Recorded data
%%

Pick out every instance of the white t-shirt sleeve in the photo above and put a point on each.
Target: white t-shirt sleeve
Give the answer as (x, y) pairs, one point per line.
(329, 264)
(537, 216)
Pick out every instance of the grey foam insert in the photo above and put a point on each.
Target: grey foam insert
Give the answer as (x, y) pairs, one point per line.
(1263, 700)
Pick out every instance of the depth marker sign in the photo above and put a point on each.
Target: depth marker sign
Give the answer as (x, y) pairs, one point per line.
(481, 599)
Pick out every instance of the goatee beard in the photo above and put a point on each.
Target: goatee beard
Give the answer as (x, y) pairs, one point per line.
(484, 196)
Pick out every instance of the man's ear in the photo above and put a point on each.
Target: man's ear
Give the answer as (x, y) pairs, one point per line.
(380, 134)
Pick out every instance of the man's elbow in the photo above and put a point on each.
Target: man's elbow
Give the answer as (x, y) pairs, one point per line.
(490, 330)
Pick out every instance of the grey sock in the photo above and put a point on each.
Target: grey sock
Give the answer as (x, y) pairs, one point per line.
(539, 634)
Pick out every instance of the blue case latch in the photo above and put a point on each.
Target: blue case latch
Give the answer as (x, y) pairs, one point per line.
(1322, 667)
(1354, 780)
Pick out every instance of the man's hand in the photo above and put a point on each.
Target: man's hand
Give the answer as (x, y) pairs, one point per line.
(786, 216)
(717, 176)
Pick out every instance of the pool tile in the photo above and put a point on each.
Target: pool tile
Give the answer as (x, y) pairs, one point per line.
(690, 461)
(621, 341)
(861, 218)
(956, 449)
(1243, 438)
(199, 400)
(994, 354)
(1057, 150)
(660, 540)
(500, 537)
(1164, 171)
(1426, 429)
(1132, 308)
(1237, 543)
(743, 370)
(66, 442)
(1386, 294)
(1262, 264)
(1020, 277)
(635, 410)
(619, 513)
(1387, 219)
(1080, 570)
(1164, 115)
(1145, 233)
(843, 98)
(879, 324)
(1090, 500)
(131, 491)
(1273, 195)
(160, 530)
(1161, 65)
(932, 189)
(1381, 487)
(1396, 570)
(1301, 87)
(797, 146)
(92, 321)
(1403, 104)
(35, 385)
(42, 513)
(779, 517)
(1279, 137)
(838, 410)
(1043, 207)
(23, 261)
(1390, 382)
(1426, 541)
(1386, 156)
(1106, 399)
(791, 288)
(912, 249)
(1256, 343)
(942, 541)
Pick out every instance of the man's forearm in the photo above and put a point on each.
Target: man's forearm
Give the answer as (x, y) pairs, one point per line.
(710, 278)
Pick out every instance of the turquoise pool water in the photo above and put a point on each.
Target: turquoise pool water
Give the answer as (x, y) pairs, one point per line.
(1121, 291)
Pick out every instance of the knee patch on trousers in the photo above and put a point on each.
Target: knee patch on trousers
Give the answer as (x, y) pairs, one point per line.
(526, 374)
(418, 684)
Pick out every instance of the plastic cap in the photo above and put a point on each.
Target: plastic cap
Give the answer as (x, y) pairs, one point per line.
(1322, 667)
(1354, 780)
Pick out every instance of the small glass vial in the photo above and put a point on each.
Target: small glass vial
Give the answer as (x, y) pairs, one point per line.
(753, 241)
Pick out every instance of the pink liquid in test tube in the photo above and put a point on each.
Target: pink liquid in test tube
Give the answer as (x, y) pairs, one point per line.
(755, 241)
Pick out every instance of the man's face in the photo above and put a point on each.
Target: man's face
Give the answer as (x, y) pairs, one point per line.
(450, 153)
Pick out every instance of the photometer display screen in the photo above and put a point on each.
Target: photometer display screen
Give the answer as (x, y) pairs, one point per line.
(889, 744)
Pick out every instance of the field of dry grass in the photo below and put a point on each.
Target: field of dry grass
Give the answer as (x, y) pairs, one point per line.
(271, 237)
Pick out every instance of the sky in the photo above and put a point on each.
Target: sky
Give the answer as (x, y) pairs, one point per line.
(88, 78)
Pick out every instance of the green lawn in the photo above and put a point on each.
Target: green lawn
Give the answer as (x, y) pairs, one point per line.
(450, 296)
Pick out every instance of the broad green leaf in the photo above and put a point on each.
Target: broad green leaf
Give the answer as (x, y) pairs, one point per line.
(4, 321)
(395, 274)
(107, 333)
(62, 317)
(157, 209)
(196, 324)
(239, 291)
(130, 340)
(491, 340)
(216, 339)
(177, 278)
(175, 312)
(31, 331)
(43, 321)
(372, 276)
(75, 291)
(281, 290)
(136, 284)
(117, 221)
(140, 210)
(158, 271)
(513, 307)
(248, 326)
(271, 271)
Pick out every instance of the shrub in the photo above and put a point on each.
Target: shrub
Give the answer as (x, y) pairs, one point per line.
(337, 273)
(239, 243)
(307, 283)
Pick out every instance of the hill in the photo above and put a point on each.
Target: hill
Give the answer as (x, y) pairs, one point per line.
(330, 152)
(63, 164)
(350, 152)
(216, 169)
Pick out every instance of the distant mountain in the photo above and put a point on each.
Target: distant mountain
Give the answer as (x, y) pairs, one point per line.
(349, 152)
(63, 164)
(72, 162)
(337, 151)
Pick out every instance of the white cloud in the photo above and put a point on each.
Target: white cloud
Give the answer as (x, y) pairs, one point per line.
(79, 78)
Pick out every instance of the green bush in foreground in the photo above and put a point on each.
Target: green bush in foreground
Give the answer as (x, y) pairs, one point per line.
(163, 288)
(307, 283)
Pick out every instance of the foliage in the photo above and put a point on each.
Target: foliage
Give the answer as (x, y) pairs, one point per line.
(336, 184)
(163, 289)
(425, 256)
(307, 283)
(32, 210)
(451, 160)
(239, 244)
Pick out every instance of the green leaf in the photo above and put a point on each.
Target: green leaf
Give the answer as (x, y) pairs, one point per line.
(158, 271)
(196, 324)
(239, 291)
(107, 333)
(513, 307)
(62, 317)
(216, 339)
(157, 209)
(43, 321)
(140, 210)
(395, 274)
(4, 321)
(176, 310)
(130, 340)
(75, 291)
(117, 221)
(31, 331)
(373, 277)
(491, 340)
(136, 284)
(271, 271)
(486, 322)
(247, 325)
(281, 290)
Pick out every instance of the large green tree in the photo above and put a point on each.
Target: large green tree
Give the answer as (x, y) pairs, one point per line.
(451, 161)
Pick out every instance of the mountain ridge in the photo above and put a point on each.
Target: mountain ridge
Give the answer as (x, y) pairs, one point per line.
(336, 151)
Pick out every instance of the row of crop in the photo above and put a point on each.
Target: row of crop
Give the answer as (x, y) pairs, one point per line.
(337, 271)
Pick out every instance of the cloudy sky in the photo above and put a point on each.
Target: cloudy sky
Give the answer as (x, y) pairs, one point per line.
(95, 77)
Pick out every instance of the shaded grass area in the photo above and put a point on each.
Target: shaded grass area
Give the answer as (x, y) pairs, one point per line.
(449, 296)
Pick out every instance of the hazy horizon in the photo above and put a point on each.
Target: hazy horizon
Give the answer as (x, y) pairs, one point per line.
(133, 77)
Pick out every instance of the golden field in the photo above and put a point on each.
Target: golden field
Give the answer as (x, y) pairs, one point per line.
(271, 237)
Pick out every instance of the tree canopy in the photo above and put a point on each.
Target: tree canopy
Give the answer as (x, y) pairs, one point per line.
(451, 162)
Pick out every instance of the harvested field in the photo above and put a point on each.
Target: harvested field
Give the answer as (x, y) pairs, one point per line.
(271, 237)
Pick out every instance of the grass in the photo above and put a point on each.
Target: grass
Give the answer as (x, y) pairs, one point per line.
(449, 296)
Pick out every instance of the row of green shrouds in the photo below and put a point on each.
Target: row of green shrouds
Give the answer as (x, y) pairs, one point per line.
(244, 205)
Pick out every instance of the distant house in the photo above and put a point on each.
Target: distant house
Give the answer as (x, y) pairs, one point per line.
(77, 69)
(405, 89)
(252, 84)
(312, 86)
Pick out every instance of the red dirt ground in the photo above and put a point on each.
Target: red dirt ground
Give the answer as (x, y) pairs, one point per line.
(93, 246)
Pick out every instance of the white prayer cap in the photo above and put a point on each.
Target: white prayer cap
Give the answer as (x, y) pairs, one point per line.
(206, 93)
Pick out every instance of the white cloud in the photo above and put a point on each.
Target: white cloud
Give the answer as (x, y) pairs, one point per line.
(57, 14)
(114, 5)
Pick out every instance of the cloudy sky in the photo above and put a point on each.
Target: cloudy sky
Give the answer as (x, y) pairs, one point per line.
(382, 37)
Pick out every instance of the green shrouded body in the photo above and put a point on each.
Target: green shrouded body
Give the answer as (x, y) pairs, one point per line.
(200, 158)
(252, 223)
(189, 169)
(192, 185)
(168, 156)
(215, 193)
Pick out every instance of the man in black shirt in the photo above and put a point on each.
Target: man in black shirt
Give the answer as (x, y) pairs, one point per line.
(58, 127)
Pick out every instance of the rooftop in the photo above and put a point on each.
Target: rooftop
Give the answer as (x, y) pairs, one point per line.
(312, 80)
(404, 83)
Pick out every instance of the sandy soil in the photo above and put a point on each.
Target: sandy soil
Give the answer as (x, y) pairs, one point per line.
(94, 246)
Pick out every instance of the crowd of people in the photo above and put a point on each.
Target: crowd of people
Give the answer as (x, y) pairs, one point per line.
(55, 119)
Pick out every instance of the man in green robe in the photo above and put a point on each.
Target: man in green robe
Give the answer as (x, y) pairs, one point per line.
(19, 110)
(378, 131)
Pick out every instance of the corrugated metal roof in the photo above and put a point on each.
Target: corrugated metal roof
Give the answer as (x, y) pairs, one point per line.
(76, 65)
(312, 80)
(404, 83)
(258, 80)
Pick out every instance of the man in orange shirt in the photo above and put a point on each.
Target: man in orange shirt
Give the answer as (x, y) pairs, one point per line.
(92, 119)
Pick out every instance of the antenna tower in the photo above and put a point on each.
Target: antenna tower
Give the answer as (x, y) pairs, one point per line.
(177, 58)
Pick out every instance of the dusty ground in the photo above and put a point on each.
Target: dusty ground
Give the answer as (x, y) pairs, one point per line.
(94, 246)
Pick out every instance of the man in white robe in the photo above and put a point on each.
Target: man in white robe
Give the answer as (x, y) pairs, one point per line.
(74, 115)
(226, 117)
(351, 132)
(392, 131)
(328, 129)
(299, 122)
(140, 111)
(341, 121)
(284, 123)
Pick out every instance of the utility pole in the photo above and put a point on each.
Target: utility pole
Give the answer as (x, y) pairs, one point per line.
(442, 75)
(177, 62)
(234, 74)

%%

WORK ORDER
Could you return every line from the entries above in which the string "utility" occurs?

RESULT FOR THIS EXERCISE
Pick out every instance of the utility pole in the photo above and put a point on each.
Target: utility pole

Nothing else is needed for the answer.